■ Activity 1 ■
Please output the passage of the Wunsch award article starting at "Born and educated" and ending at "president Peter Wunsch.".
■ Activity 2 ■
According to the Wunsch award article, on what date was the reception at Christie's Rockefeller Center held?
■ Activity 3 ■
Take the Wunsch award article further from its last sentence.

By W.A. Demers
NEW YORK CITY – The Wunsch Americana Foundation honored American furniture artist Wendell Castle (1932-2018) and noted Outsider art collector Audrey B. Heckler, the 2018 recipients of the Eric M. Wunsch Award for Excellence in the American Arts. The winners were honored at a reception at Christie’s Rockefeller Center on January 17 during Antiques Week in New York. The award, bestowed annually, honors the memory of Martin Wunsch, a collector of American decorative arts and Old Masters paintings.
Castle, often referred to as the “father of the art furniture movement,” for more than four decades influenced the design world with sculptures, designs and furniture at the intersection of form, function and art. His award, accepted by his daughter Alison, came just three days before he passed away at his home in Scottsville, N.Y., where he was an artist in residence at Rochester Institute of Technology (RIT).
Born and educated in Kansas, Castle moved to Rochester, N.Y., in 1961 and taught at the School for American Craftsmen. An artist-in-residence at RIT, he maintained his art studio in nearby Scottsville. His whimsical sculptural vocabulary is said to have been the result of a catalyzing encounter with the stacked wood vernacular inherent in duck decoys, which is certainly within the DNA of Americana. This is the first year, however, in the award’s six-year history that an artist has been chosen as a recipient.

Accepting the award on behalf of her father, Wendell Castle, was his daughter Alison, shown here with Wunsch Foundation president Peter Wunsch.

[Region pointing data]

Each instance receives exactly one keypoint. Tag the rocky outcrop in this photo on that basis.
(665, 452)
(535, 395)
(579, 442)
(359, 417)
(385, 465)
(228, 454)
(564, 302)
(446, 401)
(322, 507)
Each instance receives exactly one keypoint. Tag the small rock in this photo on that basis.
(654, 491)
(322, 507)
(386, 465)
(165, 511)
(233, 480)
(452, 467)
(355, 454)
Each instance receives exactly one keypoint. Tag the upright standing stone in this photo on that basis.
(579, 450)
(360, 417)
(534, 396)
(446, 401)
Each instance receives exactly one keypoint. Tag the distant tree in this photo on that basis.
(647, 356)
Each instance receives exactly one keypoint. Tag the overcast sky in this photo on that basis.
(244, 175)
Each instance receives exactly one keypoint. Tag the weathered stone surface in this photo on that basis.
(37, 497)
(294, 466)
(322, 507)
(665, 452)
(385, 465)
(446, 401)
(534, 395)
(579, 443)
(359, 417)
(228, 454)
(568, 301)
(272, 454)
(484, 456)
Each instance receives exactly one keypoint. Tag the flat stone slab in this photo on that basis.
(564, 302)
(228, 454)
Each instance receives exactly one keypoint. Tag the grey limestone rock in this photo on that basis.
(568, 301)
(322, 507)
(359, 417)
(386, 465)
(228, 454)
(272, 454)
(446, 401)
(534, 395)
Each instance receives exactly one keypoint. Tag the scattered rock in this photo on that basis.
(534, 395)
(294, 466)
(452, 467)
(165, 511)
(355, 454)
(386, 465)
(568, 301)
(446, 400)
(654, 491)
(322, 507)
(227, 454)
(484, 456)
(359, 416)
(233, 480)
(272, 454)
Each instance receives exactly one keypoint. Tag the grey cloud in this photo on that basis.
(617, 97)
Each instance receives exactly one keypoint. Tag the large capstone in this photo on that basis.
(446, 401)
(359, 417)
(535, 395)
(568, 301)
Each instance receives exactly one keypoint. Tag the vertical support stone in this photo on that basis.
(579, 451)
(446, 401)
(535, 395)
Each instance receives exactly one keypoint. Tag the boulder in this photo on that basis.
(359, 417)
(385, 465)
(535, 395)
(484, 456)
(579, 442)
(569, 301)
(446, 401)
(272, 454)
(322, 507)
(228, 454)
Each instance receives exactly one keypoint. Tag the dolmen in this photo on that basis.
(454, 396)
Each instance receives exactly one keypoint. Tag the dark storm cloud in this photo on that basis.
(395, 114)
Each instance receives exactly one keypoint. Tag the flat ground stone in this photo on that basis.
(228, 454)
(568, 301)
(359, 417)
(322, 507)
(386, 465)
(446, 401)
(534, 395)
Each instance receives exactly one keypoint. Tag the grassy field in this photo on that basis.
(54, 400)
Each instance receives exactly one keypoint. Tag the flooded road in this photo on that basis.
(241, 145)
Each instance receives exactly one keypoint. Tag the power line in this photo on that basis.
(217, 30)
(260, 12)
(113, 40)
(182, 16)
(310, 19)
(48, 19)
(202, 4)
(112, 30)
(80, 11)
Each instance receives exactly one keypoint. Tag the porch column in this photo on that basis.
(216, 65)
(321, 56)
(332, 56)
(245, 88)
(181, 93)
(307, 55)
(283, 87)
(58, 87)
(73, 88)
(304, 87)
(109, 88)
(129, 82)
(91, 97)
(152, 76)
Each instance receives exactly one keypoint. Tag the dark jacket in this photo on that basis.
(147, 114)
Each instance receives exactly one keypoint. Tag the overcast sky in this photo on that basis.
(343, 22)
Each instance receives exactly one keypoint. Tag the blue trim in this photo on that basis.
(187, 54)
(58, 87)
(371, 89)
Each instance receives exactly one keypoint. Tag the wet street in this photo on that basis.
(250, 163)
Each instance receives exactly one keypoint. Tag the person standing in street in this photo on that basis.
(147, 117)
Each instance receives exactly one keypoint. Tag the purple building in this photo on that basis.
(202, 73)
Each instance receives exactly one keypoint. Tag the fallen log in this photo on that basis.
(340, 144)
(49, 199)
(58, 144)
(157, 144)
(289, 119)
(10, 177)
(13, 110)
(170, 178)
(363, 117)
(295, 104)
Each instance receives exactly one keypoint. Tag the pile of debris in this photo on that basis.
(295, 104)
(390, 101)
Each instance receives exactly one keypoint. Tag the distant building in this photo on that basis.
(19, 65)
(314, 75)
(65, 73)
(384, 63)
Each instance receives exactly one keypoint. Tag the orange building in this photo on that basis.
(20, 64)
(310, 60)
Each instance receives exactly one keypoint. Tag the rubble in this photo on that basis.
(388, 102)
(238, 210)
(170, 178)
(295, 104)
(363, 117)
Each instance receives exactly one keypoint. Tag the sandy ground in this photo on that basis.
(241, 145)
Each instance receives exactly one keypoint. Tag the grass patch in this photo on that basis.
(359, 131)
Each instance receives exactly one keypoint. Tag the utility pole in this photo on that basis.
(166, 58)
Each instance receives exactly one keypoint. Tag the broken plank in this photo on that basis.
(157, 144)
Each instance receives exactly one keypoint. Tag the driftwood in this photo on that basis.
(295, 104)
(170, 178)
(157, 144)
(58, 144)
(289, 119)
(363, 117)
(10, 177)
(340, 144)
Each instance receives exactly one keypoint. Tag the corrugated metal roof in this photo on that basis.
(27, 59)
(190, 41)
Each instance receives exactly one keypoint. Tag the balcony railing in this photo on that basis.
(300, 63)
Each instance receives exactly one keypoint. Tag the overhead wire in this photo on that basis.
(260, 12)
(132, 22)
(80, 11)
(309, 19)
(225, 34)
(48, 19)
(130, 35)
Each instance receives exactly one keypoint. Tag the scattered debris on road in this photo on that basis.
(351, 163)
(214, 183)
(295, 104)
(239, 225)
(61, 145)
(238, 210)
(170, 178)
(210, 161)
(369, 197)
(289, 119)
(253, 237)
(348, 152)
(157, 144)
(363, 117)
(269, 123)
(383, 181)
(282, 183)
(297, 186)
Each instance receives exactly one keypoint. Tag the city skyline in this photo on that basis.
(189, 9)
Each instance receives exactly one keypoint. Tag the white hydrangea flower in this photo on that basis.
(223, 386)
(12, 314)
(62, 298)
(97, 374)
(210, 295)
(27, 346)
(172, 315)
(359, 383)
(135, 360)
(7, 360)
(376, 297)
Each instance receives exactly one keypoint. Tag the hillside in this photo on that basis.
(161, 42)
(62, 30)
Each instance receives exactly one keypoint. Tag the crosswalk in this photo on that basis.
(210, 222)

■ Exercise output 1 ■
Born and educated in Kansas, Castle moved to Rochester, N.Y., in 1961 and taught at the School for American Craftsmen. An artist-in-residence at RIT, he maintained his art studio in nearby Scottsville. His whimsical sculptural vocabulary is said to have been the result of a catalyzing encounter with the stacked wood vernacular inherent in duck decoys, which is certainly within the DNA of Americana. This is the first year, however, in the award’s six-year history that an artist has been chosen as a recipient.

Accepting the award on behalf of her father, Wendell Castle, was his daughter Alison, shown here with Wunsch Foundation president Peter Wunsch.

■ Exercise output 2 ■
January 17

■ Exercise output 3 ■
Speaking to the assembled audience in Christie’s auction saleroom, foundation president Peter Wunsch pointed out that the foundation is exploring new pathways of Americana in the Twentieth and Twenty-First Centuries. His son Eric also emphasized in his remarks the move to reach new and younger audiences and gave a “call to arms” to collectors to passionately share objects, knowledge and enthusiasm.
That passion was kindled in award recipient Heckler in 1993, she recalled, when she saw a sign for the Outsider Art Fair, walked in and began talking with the show’s dealers. “I’ve always liked art,” she said, “and acquired what I liked.” Artworks created by so-called Outsider, Art Brut and self-taught artists that entered Heckler’s collection in the ensuing quarter century are chronicled in The Hidden Art (Skira Rizzoli, 2017).
Directed by Peter Wunsch and his sons Eric and Noah, the Wunsch Americana Foundation funds educational and preservation initiatives in the American arts. Objects from the Wunsch Collection are displayed at partner museums and institutions around the United States.
Past recipients of the Eric M. Wunsch Award for Excellence in the American Arts are Brock Jobe, Leroy Graves, Patricia E. Kane, Linda H. Kaufman and the late George M. Kaufman, Richard H. Jenrette, Chipstone Foundation, Arnold Lehman, Morrison H. Heckscher and Peter M. Kenny.